Task to carry out — Send every record back word for word.

Supplied material —
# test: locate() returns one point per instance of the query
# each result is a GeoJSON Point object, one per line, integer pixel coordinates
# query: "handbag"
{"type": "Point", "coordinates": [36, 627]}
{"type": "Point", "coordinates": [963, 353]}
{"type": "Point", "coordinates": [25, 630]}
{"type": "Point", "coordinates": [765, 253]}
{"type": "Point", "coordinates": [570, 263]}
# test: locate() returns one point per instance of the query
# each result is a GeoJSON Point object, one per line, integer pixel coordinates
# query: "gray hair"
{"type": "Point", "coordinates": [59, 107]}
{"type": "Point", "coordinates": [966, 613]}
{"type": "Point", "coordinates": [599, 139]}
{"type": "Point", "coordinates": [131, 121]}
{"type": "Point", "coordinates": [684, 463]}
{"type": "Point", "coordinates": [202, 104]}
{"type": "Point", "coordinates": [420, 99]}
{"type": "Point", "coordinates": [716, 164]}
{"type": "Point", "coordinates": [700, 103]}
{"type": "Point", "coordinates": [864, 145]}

Solution for this exercise —
# test: locate() returns one point per instance of the query
# each result is a GeoJSON Point object, one per line, integer pixel coordinates
# query: "handbag"
{"type": "Point", "coordinates": [36, 627]}
{"type": "Point", "coordinates": [963, 353]}
{"type": "Point", "coordinates": [25, 630]}
{"type": "Point", "coordinates": [765, 253]}
{"type": "Point", "coordinates": [570, 263]}
# test: locate() returns one point per instance of the query
# each result is a GeoJSON Point object, one per line, integer pixel coordinates
# query: "gray hair"
{"type": "Point", "coordinates": [59, 107]}
{"type": "Point", "coordinates": [966, 613]}
{"type": "Point", "coordinates": [599, 139]}
{"type": "Point", "coordinates": [131, 121]}
{"type": "Point", "coordinates": [684, 463]}
{"type": "Point", "coordinates": [202, 104]}
{"type": "Point", "coordinates": [420, 99]}
{"type": "Point", "coordinates": [716, 164]}
{"type": "Point", "coordinates": [700, 103]}
{"type": "Point", "coordinates": [864, 145]}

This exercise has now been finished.